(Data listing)
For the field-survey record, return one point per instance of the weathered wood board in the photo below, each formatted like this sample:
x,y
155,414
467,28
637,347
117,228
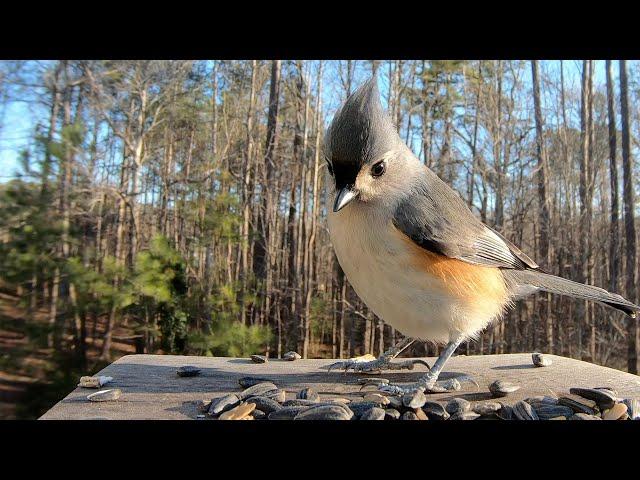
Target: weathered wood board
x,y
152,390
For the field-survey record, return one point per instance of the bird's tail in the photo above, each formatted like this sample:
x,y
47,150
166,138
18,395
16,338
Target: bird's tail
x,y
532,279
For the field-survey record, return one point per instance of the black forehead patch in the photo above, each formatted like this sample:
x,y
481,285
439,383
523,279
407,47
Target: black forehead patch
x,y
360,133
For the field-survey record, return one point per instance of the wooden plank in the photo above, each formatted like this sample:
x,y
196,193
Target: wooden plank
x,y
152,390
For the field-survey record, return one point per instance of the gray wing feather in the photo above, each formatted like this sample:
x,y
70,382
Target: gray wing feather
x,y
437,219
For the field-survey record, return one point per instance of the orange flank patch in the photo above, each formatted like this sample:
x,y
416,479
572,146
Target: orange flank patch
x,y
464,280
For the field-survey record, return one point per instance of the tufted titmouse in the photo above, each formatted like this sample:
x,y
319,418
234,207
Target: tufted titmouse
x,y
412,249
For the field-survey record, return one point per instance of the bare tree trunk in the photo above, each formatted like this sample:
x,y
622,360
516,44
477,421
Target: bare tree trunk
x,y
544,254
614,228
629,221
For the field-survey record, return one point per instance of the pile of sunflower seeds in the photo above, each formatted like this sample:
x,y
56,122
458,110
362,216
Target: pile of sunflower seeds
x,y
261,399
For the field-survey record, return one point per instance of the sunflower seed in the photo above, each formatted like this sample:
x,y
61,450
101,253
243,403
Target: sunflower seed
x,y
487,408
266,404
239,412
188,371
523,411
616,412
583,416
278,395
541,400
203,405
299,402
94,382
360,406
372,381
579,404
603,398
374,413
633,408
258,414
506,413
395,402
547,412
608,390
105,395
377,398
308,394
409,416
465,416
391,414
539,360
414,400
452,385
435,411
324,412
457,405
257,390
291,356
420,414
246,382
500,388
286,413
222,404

* * *

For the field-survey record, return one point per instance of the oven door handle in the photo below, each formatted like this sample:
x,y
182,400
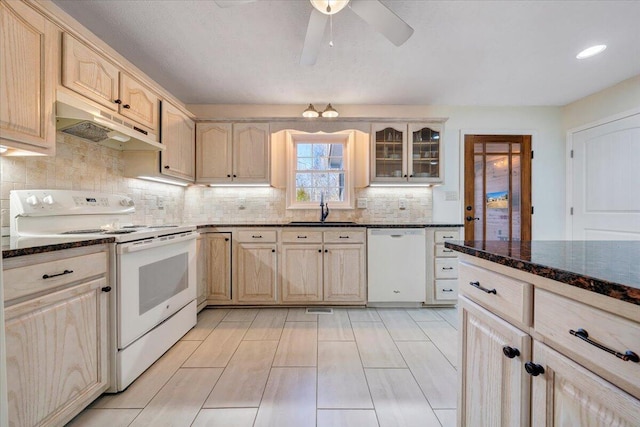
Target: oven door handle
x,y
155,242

Task objective: List each row above that contains the string "photo", reproducing every such row in full. Treat the match as case-sensitive.

Solution below:
For the field-survey record, return one point per instance of the weathered wood board in the photo below, each formatted like this sample:
For the field-survey record, return one point per instance of the bird's tail in the photo above, each formatted like this sample:
For the field-survey record, return one point per instance of the black forehead patch in the photo above, each formatted like this sample:
For the field-survey record, return one point per instance of the wooden plank in the photo above, each formatted like this sample:
For the field-survey record, return one point per instance of the gray wing feather in the photo above, each formatted like this sample:
For the field-survey record, return one point per instance of the orange flank patch in the photo above, each formatted like this sample:
For the field-survey record, return one point per instance of the tufted titmouse in the photo above, each formatted like this sample:
For the field-survey record, return one point per instance of the bare tree trunk in the photo above, each formatted like this sample:
For the field-survey record, return one point per instance of the pile of sunflower seeds in the photo above, each formatted like this sample:
For the field-survey record, return one point per instance of the sunflower seed in the photo above, each formatted like this sample:
For the field-survey record, return one point per instance of the oven door handle in the photo below, each formatted like this sample:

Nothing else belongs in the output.